* What the task asks:
Include only the line with "Query: tattooed forearm" and the lines after it, each reproduced exactly as it stands in the entries below.

*** Materials provided Section Begins ***

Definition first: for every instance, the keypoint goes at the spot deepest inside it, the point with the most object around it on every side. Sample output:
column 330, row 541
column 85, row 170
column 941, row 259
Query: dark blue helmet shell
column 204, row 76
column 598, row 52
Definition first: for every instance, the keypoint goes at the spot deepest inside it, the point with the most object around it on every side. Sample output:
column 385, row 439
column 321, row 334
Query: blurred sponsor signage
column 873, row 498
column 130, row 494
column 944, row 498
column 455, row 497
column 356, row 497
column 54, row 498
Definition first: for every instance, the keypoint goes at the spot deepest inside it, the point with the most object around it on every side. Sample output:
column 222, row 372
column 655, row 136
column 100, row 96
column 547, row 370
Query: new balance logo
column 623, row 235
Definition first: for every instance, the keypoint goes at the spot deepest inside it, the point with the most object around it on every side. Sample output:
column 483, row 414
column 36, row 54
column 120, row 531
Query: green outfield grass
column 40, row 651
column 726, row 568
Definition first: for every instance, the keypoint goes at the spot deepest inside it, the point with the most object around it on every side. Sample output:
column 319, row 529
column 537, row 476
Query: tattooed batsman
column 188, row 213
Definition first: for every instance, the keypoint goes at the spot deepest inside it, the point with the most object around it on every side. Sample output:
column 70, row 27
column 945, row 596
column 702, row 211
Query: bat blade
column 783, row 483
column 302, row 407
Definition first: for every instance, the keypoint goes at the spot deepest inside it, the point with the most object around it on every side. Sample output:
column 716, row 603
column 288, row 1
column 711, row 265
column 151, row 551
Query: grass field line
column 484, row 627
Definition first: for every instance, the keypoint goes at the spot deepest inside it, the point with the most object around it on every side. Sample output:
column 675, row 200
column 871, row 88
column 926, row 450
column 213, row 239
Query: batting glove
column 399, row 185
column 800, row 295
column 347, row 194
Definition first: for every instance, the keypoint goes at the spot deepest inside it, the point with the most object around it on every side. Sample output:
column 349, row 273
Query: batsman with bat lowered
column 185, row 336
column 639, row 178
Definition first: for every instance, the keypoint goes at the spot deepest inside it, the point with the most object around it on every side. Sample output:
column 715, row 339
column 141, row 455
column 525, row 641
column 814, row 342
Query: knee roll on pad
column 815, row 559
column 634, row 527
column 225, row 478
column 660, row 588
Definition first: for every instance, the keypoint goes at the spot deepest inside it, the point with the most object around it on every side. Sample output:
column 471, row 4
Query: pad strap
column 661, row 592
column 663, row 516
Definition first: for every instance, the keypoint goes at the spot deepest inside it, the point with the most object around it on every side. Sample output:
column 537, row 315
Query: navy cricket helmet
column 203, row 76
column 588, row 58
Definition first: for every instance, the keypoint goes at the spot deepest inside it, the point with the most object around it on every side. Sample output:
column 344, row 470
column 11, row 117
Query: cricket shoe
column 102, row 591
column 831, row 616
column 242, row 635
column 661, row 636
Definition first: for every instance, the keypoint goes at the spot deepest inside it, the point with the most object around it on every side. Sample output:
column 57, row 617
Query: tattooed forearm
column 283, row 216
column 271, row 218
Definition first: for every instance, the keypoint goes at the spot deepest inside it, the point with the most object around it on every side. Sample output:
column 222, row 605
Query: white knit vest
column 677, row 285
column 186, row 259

*** Materials provided Section Ends ***

* Solution to this task:
Query: tattooed forearm
column 283, row 216
column 271, row 218
Definition first: for every instance, the keypoint goes at the spot deepest inside it, the point with the most object around it on every side. Sample output:
column 222, row 605
Query: white knit vest
column 677, row 285
column 186, row 259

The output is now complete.